◆ TASK STATEMENT ◆
Lines from the one containing "Target: flower center" through the last line of the material below: print these exactly, and only these.

◆ EXERCISE INPUT ◆
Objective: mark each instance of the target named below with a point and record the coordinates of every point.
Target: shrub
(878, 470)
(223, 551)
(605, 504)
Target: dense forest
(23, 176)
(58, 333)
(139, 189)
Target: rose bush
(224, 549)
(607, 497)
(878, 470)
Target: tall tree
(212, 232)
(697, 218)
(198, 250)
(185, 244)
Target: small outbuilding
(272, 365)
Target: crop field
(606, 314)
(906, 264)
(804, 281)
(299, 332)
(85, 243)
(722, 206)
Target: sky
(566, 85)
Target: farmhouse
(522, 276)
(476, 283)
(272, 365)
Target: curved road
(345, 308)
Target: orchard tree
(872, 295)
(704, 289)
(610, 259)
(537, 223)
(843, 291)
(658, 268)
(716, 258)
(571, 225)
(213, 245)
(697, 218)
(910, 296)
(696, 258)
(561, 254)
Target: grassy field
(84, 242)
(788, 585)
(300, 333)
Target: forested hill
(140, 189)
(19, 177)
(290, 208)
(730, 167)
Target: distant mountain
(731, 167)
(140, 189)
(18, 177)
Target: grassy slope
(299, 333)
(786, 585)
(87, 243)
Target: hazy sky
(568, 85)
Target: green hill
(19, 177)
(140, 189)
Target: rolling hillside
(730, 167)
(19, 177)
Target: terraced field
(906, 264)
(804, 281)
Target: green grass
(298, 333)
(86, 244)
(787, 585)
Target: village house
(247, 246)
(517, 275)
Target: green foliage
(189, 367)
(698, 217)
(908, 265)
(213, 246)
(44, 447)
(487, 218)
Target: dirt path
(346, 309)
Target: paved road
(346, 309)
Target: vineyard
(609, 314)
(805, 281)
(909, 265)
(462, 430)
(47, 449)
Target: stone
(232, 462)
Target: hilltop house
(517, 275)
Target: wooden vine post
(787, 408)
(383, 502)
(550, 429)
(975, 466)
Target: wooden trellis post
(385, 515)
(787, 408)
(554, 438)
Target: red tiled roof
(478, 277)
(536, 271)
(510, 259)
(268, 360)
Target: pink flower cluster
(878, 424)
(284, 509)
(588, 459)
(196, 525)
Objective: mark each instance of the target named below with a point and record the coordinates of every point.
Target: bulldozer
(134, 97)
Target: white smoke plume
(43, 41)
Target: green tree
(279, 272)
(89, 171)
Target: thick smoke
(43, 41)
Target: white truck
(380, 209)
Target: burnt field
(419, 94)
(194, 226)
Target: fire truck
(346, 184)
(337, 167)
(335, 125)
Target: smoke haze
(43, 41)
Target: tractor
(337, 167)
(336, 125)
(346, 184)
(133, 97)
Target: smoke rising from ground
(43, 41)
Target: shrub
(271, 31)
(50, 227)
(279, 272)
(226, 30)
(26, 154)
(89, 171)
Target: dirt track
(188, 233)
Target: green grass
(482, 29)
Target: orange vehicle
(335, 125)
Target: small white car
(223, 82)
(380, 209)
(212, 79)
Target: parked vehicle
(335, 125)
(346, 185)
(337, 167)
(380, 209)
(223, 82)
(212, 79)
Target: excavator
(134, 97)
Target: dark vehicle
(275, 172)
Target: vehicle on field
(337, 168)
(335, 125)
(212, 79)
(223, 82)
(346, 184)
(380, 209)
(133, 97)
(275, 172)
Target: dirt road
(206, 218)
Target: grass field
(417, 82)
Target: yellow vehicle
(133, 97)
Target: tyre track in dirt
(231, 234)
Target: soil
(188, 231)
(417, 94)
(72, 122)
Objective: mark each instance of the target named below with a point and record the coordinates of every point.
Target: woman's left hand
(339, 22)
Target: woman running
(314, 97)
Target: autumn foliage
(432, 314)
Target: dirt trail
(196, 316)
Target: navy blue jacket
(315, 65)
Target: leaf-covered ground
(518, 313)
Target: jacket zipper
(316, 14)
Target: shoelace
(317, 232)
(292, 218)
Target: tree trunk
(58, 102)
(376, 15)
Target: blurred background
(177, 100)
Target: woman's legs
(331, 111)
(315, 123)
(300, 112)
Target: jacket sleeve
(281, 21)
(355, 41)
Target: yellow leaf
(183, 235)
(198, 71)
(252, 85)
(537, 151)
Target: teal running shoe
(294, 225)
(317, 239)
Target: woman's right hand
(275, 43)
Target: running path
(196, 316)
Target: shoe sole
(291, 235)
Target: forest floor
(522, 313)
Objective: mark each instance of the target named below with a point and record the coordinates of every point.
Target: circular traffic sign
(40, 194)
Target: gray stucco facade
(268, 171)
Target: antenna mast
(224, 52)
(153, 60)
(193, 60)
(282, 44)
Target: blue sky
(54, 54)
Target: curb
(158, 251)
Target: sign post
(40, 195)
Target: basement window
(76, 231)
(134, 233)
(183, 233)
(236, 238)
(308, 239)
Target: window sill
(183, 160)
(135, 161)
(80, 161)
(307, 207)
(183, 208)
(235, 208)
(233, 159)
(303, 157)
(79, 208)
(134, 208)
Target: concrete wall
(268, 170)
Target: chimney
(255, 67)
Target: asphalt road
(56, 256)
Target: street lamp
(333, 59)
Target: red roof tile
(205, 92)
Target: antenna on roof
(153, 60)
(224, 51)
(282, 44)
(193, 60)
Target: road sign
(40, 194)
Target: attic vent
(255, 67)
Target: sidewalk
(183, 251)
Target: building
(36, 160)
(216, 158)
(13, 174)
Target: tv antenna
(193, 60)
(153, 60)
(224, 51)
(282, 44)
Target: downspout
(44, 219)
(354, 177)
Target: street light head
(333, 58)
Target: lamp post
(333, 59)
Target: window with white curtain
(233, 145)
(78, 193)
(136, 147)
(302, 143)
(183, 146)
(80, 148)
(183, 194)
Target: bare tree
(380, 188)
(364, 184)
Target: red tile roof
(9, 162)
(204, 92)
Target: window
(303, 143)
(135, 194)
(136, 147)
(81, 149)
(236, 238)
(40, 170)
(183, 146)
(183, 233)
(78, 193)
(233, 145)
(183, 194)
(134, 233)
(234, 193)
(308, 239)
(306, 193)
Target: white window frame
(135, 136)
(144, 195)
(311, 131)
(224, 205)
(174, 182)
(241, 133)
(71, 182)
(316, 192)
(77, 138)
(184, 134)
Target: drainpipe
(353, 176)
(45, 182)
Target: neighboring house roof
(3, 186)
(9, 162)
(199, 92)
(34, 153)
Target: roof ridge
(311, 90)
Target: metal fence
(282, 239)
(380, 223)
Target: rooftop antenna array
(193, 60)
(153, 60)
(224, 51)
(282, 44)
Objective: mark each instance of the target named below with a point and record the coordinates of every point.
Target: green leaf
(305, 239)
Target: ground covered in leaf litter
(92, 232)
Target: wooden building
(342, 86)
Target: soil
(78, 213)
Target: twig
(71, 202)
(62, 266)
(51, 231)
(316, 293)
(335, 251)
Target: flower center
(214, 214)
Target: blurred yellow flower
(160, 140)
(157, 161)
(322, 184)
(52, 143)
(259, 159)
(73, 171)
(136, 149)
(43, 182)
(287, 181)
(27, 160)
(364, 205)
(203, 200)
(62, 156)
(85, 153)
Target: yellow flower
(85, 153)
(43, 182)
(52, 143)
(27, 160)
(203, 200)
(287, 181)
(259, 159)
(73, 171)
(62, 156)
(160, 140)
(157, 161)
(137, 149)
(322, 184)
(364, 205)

◆ ANSWER TO THE PROBLEM ◆
Target: flower center
(214, 214)
Target: blurred yellow flower
(160, 140)
(157, 161)
(322, 184)
(52, 143)
(259, 159)
(73, 171)
(136, 149)
(43, 182)
(287, 181)
(27, 160)
(364, 205)
(203, 200)
(62, 156)
(85, 153)
Target: yellow flower
(85, 153)
(43, 182)
(52, 143)
(27, 160)
(203, 200)
(287, 181)
(259, 159)
(73, 171)
(62, 156)
(160, 140)
(157, 161)
(137, 149)
(322, 184)
(364, 205)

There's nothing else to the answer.